───── Data for review ─────
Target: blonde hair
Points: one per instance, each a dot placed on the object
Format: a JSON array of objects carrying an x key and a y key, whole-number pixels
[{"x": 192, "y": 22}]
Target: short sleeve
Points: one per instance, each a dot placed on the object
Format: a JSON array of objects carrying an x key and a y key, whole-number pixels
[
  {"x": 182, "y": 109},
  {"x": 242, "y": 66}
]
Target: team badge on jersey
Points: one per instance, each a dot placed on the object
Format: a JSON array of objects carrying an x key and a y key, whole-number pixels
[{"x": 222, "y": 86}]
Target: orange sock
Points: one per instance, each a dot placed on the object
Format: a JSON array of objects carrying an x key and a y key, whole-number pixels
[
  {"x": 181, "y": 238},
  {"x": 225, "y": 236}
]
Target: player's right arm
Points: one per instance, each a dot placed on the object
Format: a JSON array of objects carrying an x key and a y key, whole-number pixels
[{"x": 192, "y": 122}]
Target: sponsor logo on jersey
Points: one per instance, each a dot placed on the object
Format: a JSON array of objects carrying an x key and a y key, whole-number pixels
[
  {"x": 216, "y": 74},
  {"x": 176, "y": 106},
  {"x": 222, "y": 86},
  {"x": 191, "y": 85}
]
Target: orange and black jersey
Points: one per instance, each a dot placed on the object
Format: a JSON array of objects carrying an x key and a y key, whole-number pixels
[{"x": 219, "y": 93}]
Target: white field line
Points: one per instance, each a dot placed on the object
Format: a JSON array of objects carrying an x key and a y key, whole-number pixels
─────
_How to complete this task_: Write the number of lines in the data above that contain the word "Target", and add nothing to it.

_Task result_: 8